*What the exercise asks:* Each line from the one containing "Where can the green" to the end of the records below should be restated word for word; please leave out all other lines.

*Record set:*
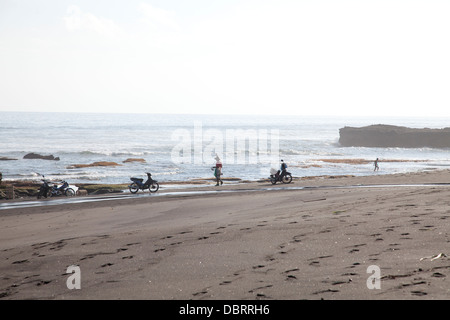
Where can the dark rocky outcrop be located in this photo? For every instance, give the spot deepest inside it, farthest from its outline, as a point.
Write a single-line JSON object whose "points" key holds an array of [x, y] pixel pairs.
{"points": [[386, 136], [95, 164], [38, 156]]}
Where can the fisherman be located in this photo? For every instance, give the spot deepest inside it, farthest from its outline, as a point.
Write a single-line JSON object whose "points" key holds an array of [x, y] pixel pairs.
{"points": [[376, 165], [218, 171]]}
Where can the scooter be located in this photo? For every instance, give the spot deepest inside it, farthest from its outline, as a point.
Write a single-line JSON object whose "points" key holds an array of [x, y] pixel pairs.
{"points": [[275, 176], [138, 184], [63, 189]]}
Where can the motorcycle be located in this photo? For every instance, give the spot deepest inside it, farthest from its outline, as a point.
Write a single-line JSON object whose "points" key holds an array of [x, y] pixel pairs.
{"points": [[49, 189], [63, 189], [276, 176], [138, 184]]}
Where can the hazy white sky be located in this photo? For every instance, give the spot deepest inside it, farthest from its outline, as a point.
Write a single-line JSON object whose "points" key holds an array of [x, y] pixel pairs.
{"points": [[380, 57]]}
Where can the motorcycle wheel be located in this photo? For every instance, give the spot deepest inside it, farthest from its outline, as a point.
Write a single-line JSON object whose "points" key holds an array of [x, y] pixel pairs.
{"points": [[134, 188], [69, 192], [154, 187], [287, 178]]}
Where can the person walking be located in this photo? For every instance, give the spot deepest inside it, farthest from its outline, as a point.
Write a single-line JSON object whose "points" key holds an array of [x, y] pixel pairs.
{"points": [[283, 168], [376, 165], [218, 171]]}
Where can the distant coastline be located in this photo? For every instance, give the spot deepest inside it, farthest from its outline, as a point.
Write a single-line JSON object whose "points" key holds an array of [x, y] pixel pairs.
{"points": [[388, 136]]}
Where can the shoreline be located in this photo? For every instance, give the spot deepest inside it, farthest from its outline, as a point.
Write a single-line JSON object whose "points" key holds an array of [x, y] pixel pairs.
{"points": [[311, 243], [26, 189]]}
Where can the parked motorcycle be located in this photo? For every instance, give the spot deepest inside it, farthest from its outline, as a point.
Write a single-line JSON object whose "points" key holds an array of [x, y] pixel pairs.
{"points": [[63, 189], [275, 176], [49, 189], [138, 184]]}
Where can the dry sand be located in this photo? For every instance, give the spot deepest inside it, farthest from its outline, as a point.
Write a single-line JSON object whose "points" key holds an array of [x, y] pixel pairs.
{"points": [[315, 243]]}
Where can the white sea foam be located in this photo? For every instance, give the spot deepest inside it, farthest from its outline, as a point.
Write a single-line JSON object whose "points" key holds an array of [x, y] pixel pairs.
{"points": [[89, 138]]}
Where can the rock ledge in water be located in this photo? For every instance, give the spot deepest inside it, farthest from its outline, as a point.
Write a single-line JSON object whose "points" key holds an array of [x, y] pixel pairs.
{"points": [[38, 156]]}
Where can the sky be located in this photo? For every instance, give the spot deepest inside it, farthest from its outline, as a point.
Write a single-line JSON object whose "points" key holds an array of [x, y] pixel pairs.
{"points": [[292, 57]]}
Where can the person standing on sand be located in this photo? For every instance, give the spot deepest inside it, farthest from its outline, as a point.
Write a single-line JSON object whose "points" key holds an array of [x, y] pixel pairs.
{"points": [[283, 168], [218, 171]]}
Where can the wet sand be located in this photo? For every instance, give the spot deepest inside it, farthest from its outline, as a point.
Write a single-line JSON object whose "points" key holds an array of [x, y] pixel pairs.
{"points": [[312, 243]]}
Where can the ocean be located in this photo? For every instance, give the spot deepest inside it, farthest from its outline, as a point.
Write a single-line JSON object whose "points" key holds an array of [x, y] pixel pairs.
{"points": [[183, 147]]}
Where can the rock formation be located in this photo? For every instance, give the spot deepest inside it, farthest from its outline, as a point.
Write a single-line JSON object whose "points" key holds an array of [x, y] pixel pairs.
{"points": [[387, 136], [38, 156]]}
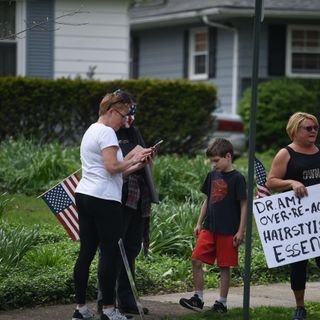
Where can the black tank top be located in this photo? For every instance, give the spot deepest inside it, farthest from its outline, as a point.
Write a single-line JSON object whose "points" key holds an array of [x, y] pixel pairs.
{"points": [[304, 168]]}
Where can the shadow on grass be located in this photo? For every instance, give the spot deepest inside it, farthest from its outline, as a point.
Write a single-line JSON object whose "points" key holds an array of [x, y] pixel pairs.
{"points": [[261, 313]]}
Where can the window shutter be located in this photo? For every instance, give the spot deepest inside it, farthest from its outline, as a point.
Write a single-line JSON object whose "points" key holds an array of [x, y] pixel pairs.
{"points": [[186, 54], [212, 51], [8, 55], [276, 50], [135, 57]]}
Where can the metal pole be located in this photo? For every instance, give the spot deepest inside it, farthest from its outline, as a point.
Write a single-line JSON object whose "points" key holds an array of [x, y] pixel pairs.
{"points": [[252, 141]]}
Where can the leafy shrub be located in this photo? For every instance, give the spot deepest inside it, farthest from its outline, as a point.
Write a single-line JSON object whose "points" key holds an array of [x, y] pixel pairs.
{"points": [[31, 167], [179, 177], [277, 101], [177, 111], [15, 243]]}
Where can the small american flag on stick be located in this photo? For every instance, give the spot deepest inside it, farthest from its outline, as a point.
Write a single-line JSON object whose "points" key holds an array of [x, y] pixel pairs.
{"points": [[261, 178], [60, 200]]}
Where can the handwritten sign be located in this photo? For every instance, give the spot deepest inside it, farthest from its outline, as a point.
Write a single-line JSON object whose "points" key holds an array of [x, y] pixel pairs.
{"points": [[289, 227]]}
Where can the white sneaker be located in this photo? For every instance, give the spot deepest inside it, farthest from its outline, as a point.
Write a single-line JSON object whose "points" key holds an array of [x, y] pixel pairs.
{"points": [[115, 314]]}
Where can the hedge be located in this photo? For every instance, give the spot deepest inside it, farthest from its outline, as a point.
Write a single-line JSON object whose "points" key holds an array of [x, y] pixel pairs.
{"points": [[179, 112], [277, 101]]}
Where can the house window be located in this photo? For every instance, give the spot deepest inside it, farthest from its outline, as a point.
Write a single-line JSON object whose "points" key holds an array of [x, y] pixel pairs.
{"points": [[303, 51], [198, 59], [8, 44]]}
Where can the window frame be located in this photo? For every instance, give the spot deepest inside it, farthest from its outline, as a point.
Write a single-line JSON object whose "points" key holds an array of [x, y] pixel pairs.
{"points": [[192, 53], [289, 51], [20, 41]]}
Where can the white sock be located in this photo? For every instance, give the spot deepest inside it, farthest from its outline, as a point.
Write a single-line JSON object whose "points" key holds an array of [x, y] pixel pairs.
{"points": [[82, 309], [223, 300], [199, 294], [107, 311]]}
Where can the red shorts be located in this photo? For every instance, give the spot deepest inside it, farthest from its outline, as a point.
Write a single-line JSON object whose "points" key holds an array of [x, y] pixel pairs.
{"points": [[211, 246]]}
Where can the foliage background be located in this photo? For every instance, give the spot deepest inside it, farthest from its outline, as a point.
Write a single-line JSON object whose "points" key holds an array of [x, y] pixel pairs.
{"points": [[179, 112]]}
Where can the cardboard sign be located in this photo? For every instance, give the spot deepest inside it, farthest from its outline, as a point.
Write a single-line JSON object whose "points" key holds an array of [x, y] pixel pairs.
{"points": [[289, 227]]}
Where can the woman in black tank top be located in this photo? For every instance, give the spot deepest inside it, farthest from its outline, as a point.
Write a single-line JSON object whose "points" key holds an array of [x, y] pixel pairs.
{"points": [[296, 167]]}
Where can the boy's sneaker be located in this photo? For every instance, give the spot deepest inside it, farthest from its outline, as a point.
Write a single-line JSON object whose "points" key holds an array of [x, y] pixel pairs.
{"points": [[86, 315], [115, 314], [300, 314], [219, 307], [194, 303]]}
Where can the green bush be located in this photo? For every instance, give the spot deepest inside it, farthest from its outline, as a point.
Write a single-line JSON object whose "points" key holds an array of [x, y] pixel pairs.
{"points": [[177, 111], [277, 101], [15, 242], [32, 167]]}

*Your solution:*
Where can the green bush be located in this photo? For every instance, give the spot deepest inside it, farthest from its outline, as a point.
Write a single-line JSON object whose "points" key holds an array of [x, y] pixel pairs.
{"points": [[177, 111], [277, 101], [15, 242], [32, 167]]}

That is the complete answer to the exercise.